## Prompt
Print the data that follows, exactly and completely.

•••

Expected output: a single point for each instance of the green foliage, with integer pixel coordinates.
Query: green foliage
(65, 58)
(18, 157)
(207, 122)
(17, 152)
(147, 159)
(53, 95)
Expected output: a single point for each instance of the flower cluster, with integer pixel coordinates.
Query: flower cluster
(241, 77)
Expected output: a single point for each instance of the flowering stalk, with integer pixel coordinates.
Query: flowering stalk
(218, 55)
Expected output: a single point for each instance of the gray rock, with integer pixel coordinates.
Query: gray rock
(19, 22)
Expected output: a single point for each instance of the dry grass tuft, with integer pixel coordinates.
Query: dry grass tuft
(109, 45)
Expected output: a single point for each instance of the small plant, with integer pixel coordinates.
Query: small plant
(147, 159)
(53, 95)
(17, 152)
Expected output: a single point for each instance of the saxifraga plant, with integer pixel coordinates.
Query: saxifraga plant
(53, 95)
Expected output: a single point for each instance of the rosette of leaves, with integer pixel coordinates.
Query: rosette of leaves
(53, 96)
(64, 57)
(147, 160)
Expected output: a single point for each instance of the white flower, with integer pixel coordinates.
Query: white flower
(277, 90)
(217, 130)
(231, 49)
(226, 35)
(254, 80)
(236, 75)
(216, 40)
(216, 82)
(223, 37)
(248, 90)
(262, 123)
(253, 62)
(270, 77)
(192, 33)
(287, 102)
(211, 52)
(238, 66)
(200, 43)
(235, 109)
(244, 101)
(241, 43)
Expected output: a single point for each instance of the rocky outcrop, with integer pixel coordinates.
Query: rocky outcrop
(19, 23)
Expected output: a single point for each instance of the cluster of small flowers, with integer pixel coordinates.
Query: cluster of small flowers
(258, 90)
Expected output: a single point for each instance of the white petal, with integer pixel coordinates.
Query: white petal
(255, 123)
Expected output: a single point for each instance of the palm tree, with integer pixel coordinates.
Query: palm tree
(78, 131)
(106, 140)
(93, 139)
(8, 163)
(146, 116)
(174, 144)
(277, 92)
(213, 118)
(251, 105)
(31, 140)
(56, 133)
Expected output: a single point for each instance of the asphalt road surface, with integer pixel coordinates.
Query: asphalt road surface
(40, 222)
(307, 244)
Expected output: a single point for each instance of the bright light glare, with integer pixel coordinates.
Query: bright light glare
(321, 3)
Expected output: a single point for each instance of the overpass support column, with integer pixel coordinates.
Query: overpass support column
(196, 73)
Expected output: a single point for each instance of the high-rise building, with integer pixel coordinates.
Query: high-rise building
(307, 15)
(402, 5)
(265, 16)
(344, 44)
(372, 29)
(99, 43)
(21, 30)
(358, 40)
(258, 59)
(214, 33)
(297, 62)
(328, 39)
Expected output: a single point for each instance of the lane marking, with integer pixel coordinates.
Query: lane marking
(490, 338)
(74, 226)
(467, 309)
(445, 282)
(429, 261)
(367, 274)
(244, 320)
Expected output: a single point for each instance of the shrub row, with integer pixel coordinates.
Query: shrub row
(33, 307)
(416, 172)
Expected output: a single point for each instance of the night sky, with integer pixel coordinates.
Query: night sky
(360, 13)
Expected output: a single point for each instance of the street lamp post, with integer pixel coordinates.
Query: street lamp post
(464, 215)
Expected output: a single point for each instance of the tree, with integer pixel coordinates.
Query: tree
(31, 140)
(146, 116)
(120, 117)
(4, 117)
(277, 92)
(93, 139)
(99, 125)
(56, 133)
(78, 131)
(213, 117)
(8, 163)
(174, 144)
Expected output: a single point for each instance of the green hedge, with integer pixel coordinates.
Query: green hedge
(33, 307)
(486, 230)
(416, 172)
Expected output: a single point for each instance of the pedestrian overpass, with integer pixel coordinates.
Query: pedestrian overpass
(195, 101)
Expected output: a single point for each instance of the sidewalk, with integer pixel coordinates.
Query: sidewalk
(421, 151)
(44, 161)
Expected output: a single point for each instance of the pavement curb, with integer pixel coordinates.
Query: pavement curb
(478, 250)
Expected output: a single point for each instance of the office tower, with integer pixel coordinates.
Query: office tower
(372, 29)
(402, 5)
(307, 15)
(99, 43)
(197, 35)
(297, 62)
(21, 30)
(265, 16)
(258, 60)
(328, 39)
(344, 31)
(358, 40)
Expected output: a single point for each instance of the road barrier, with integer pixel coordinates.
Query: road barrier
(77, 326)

•••

## Task answer
Expected output: a single point for each instance of the green foliage, with integer pixel coordinates.
Query: green foliage
(65, 58)
(18, 157)
(207, 122)
(17, 152)
(147, 159)
(53, 95)
Expected output: a single point for each instance of the flower cluster, with integer pixel coordinates.
Query: flower cluster
(241, 77)
Expected output: a single point for each instance of the flowering stalk, with integer pixel coordinates.
Query: flowering stalk
(218, 55)
Expected output: a single point for each instance of the gray rock, with integer pixel coordinates.
Query: gray rock
(19, 22)
Expected output: a single point for each instance of the dry grass tuft, with integer pixel coordinates.
Query: dry grass tuft
(109, 45)
Expected output: a single point for each instance of the small plant, with integer pixel coordinates.
Query: small plant
(147, 159)
(53, 95)
(17, 152)
Expected output: a single point for each instance of the saxifraga plant, with integer pixel coordinates.
Query: saxifraga plant
(53, 95)
Expected output: a single point for each instance of the rosette of leaves, with integer pixel coordinates.
Query: rosette of leaves
(53, 96)
(64, 57)
(147, 160)
Expected output: a single point for each instance of the white flower, with integer pixel coordinates.
Query: white flower
(277, 90)
(217, 130)
(231, 49)
(226, 35)
(254, 80)
(236, 75)
(216, 40)
(216, 82)
(223, 37)
(248, 90)
(262, 123)
(253, 62)
(270, 77)
(192, 33)
(287, 102)
(211, 52)
(238, 66)
(200, 43)
(235, 109)
(244, 101)
(241, 43)
Expected output: a single point for each instance of the rocky outcrop, with integer pixel coordinates.
Query: rocky outcrop
(19, 23)
Expected output: a single point for each instance of the cluster of small flowers, with integer pixel coordinates.
Query: cluster of small flowers
(258, 90)
Expected output: a single point for each instance of the white petal, with integer pixel coordinates.
Query: white petal
(255, 123)
Expected output: a single point for each instance of the palm tree, with integer pixel coordinates.
Query: palm tree
(78, 131)
(106, 140)
(93, 139)
(8, 163)
(146, 116)
(174, 144)
(277, 92)
(213, 118)
(251, 105)
(31, 140)
(56, 133)
Expected output: a single point for each instance of the asphalt road surface, with integer pixel coordinates.
Query: asphalt road surface
(40, 222)
(307, 244)
Expected output: a single point for each instance of the bright light glare, with integer pixel coordinates.
Query: bright light glare
(321, 3)
Expected output: a single point for each instance of the overpass support column, with integer pixel coordinates.
Query: overpass support column
(196, 73)
Expected output: a single point for each instance of the high-rise building, with integer pixel coordinates.
Query: high-rise building
(307, 15)
(402, 5)
(265, 16)
(344, 44)
(372, 29)
(99, 43)
(21, 30)
(358, 40)
(258, 59)
(214, 33)
(297, 62)
(328, 39)
Expected output: a single point for each instance of the lane marking, with integer pixel coordinates.
Query: lane marking
(490, 338)
(74, 226)
(467, 309)
(445, 282)
(429, 261)
(367, 274)
(244, 320)
Expected output: a single point for each instance of the shrub row, with integer pixel coordinates.
Query: shrub row
(33, 307)
(416, 172)
Expected output: a single point for each instance of the night sky, with integer pixel coordinates.
Query: night sky
(360, 13)
Expected output: a single point for each instance of the street lamp post, with integer pixel coordinates.
Query: street lamp post
(464, 215)
Expected output: a single point for each instance of the tree, with integer pixel coordinates.
Query: tree
(31, 140)
(146, 116)
(120, 117)
(4, 117)
(277, 92)
(93, 139)
(99, 125)
(56, 133)
(78, 131)
(213, 117)
(8, 163)
(174, 144)
Expected output: a single point for each instance of the green hedge, with integer pixel coordinates.
Query: green hedge
(33, 307)
(486, 230)
(416, 172)
Expected output: a single point for each instance of the pedestrian overpass, with integer pixel coordinates.
Query: pedestrian overpass
(195, 101)
Expected output: a single point for each instance of the sidewalk, with integer pixel coordinates.
Query: sidewalk
(421, 151)
(44, 161)
Expected output: a single point for each instance of the pavement curb, with integer pixel coordinates.
Query: pavement curb
(478, 250)
Expected output: a single point for each instance of the office tower, with integer pixel coordinates.
Query: office tower
(372, 29)
(402, 5)
(307, 15)
(99, 43)
(197, 35)
(297, 62)
(21, 30)
(265, 16)
(258, 60)
(328, 39)
(344, 31)
(358, 40)
Expected output: a single point for each instance of the road barrier, with integer pixel coordinates.
Query: road barrier
(77, 326)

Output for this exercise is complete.